RECORDED DATA:

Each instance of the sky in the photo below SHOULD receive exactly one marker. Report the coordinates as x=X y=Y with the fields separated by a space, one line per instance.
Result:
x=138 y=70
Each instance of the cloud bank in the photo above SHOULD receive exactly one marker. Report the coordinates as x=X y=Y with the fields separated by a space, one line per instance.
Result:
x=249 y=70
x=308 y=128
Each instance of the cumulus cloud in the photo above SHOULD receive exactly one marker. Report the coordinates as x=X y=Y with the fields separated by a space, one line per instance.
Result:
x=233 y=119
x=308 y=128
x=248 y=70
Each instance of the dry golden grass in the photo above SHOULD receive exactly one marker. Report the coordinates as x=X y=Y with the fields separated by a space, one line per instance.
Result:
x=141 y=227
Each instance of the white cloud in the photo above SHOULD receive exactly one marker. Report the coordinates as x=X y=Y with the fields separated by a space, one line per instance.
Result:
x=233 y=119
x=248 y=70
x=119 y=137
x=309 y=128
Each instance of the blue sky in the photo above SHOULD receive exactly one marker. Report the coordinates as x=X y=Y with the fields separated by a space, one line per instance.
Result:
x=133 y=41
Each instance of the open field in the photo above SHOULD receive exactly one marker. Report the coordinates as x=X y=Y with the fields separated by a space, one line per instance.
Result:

WHAT TO DO:
Copy out every line of the listing where the word "coordinates" occurs.

WRITTEN RESPONSE:
Each instance of the sky in the photo below SHOULD receive exactly one marker. Report the coordinates as x=X y=Y with the fields separated by a space, one line per instance.
Each instance of the cloud bank in the photo above SHOULD receive exactly one marker. Report the coordinates as x=X y=Y with the fields separated by a space, one line per instance.
Each instance of the cumulus cloud in the photo above SHOULD receive exactly one marker. Report the coordinates as x=X y=Y with the fields separated by a space, one line per instance.
Each instance of the dry golden grass in the photo above SHOULD receive exactly one marker. Report the coordinates as x=X y=Y with the fields separated by a space, one line per instance.
Each instance of the white cloud in the photo above SHOULD receive exactly one marker. Report the coordinates as x=X y=Y with the fields separated by a space, one line per instance.
Each instance of the blue sky in the photo above SHOULD receive exactly one marker. Report the coordinates as x=X y=Y with the fields separated by a space, one line per instance.
Each instance of the open field in the photo above SHOULD receive exactly one marker. Report the coordinates as x=X y=Y with the fields separated by a space, one line per instance.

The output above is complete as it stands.